▸ Requirement: Place every line of the items below into a JSON list of strings, one string per line, omitting blank lines. Leave the pictures out of the list.

╭─ Data to process

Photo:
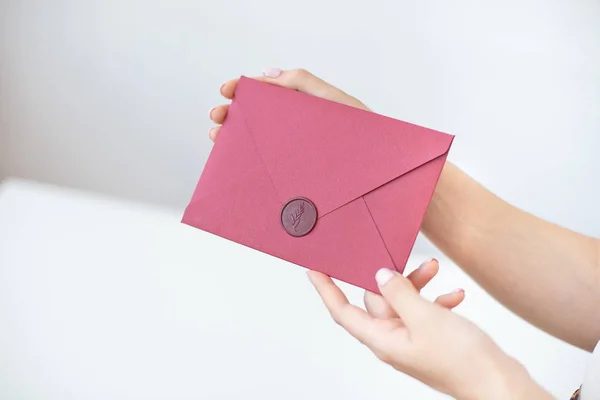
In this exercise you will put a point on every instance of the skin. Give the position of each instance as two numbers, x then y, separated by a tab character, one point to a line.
529	265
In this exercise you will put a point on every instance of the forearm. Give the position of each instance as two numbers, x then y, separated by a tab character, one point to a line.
544	273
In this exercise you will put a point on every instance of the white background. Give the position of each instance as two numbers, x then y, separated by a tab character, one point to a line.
113	97
102	299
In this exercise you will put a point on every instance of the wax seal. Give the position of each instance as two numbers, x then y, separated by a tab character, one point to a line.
298	216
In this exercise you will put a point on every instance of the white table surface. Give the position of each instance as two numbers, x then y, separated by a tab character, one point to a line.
105	299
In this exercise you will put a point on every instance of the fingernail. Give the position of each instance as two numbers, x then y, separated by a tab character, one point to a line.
212	133
272	72
383	276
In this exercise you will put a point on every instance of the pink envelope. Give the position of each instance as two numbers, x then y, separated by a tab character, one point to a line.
322	185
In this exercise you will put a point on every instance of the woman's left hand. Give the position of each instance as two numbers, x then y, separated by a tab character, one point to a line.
426	340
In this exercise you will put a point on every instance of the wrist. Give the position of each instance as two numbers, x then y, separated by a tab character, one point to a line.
506	380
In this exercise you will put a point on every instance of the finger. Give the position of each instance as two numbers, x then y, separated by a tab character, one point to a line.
451	300
304	81
213	132
424	274
228	88
218	114
402	296
377	306
354	320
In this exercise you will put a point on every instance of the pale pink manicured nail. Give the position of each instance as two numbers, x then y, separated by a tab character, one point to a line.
383	276
212	133
272	72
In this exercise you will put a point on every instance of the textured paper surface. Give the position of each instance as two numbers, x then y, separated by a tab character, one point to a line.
370	177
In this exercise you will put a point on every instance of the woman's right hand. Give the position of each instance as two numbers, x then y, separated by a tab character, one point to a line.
304	81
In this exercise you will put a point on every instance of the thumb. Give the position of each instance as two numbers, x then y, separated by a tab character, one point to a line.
303	81
402	296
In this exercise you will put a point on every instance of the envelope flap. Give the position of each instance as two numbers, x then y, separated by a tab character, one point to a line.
328	152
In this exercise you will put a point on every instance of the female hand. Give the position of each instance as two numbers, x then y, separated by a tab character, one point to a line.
306	82
423	339
429	342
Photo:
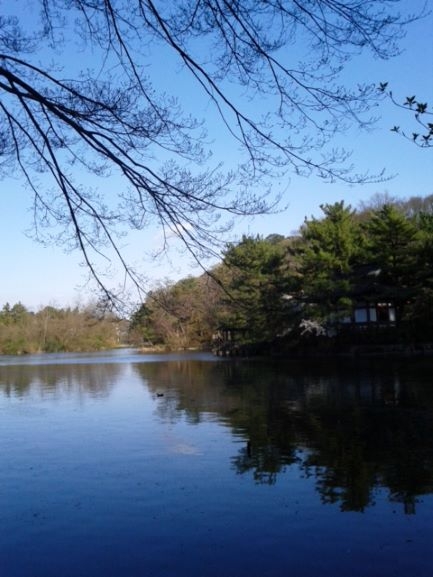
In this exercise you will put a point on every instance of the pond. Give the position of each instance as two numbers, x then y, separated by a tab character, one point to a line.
125	465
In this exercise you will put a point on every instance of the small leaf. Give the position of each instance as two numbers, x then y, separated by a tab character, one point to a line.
410	100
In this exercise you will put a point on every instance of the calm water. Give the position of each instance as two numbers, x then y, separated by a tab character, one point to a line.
123	465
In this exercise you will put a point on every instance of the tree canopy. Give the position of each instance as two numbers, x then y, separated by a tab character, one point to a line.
78	100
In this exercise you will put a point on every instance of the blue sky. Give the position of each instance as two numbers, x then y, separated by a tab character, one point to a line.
38	275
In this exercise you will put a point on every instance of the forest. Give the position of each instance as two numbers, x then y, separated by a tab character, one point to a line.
351	276
54	329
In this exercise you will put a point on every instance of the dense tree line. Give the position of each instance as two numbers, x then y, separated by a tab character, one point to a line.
307	285
53	329
81	98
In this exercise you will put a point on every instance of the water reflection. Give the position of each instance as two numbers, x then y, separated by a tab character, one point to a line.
59	380
354	429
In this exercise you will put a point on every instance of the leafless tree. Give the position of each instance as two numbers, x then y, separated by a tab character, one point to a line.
62	121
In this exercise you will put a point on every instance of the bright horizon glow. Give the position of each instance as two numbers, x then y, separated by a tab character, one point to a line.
37	276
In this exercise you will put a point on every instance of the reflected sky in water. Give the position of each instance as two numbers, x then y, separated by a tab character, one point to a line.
119	465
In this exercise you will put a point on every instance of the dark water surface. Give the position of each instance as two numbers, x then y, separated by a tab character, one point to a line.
124	465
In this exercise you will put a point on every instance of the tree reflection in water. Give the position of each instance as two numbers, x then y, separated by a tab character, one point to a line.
356	429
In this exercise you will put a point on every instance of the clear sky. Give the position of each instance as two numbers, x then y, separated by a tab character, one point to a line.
37	275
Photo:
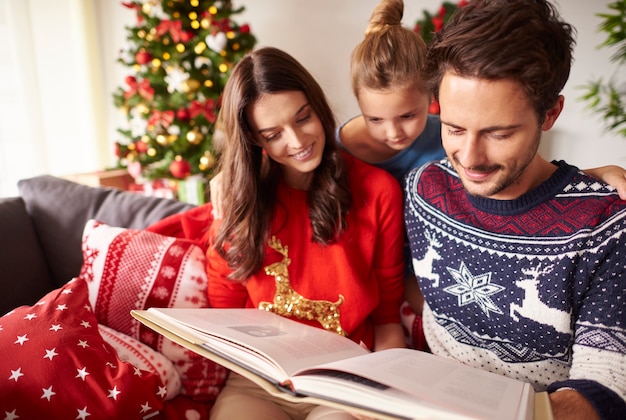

╰─

▸ Full solution:
[
  "Photo:",
  "In this exercise you will put a point on every instance of the skin. Give the position of each instance as two numbers, x then y, separated by a tab character, one point to a line.",
  "529\t265",
  "In this exercise you will put a point on every instance of the forearm. Give the position of each instance as two numbers, x then y, separated by a tab character, one point to a line.",
  "544\t273",
  "In this exercise you will put a point on every instance of the white background. Give the position of each instance as two numbers, x then y, separated by a tab character, one point to a line.",
  "113\t97",
  "102\t299",
  "In this exercise you will put a point on every instance of the wax seal. Give the position of each instance as two numbers, x then y, separated by a tab character, one point to a line.",
  "298\t216",
  "In this exercise you will put a point on every instance of the white table surface. Give the position of each instance as two numbers, x then y, separated by a tab character, one point to a line.",
  "105\t299",
  "In this exercise you will put a point on every instance of the fingernail. Give the position of each instance as two numbers, x then y, separated by a tab character, one point to a line.",
  "212\t133",
  "272\t72",
  "383\t276",
  "In this exercise you will put a point on every instance of the pink envelope. Give the position of each instance as two numbers, x then y, separated by a tab character, one point to a line.",
  "322\t185",
  "In this exercise you will put a point on every instance of the woman's left hand. Give the position of each instance as two numbers, x then y, separated by a tab character, one point to a line.",
  "426\t340",
  "In this exercise you will put a point on every instance of the wrist. Give the position of each instance as two numbers, x then y, separated by a tab character, one point to a line.",
  "506\t380",
  "In this exercise you will put a point on every instance of the finger. Give the position of each instance as two numbers, x then y, separated by a tab character, one point to a line.",
  "451\t300",
  "304\t81",
  "213\t132",
  "424\t274",
  "228\t88",
  "218\t114",
  "402\t296",
  "377\t306",
  "354\t320",
  "In this exercise you will put a point on every instance of the pale pink manicured nail. Give the position of each instance as two numbers, x then y, separated by a tab character, one point to a line.",
  "383\t276",
  "212\t133",
  "272\t72",
  "In this exercise you will put a point on every instance of the textured paper surface. Give the position of each instance as two numbers, x then y, separated by a tab character, one point to a line.",
  "370\t177",
  "In this exercise you will put a point on every instance of the woman's right hand. Give the position of each instance as two numbers, x then y, separated by a tab character, one point to a line.",
  "304\t81",
  "In this exercise you will put a point on every instance of the thumb. Give the position of each instance as two numbers, x then y, separated by a tab character, one point to a line.",
  "303\t81",
  "402\t296",
  "In this exercise you will put a point on every instance of the envelope flap. Give the position of each instance as two numbers, x then y, separated by a tab character, one point to a line.",
  "328\t152",
  "In this exercise you will put a point on every instance of the female hand. Give the position of each instance as two numbers, x then y, separated by a tab character, one point to a line.",
  "306\t82",
  "423\t339",
  "429\t342",
  "Photo:",
  "In this exercise you will put a point on every instance of the pond. Give the position of each instance as two numbers, x then y, separated by a tab character, one point to a line.",
  "125\t465",
  "In this exercise you will put a point on every instance of the small leaf. Give the position of each instance as two numbers, x then y, separated by a tab character, one point to a line.",
  "410\t100",
  "In this exercise you will put a point on every instance of the calm water. Give the position of each instance as two numbers, x then y, separated by a tab character, one point to a line.",
  "123\t465",
  "In this exercise you will put a point on every instance of the tree canopy. Give the position of each instance as two numbers, x then y, separated by a tab character, one point to a line.",
  "78\t100",
  "In this exercise you will put a point on every instance of the blue sky. Give the position of each instance as two numbers, x then y, separated by a tab character, one point to a line.",
  "38\t275",
  "In this exercise you will put a point on every instance of the forest. Give the position of each instance as two numbers, x then y, separated by a tab character, one point to a line.",
  "351\t276",
  "54\t329",
  "In this exercise you will put a point on every instance of the dense tree line. Give the position of each instance as two numbers, x then y, separated by a tab character, one point to a line.",
  "307\t285",
  "53\t329",
  "81\t98",
  "In this exercise you will put a point on every instance of the water reflection. Give the position of each instance as two numbers, x then y, separated by a tab character, one point to a line.",
  "59\t380",
  "354\t429",
  "In this exercise you will put a point on every instance of the leafless tree. Give the position of each instance as two numbers, x then y, separated by a tab character, one point to a line.",
  "62\t121",
  "In this exercise you will put a point on every instance of the bright horizon glow. Give the position of each instance as two numbers, x then y, separated by a tab character, one point to a line.",
  "37\t276",
  "In this exercise you will put a point on every instance of the reflected sky in water. Give the position of each instance as two numbers, x then y, separated by a tab character, one point to a line.",
  "119\t465",
  "In this exercise you will put a point on every instance of the dark water surface. Give the position of each instance as two numbers, x then y, separated by a tab character, one point to a line.",
  "124\t465",
  "In this exercise you will put a point on every instance of the tree reflection in water. Give the position of each instance as two numbers, x then y, separated by a tab character, one point to a line.",
  "356\t429",
  "In this exercise you will put a point on every instance of the clear sky. Give the position of each instance as two numbers, x then y, separated by a tab character, one point to a line.",
  "37\t275",
  "Photo:"
]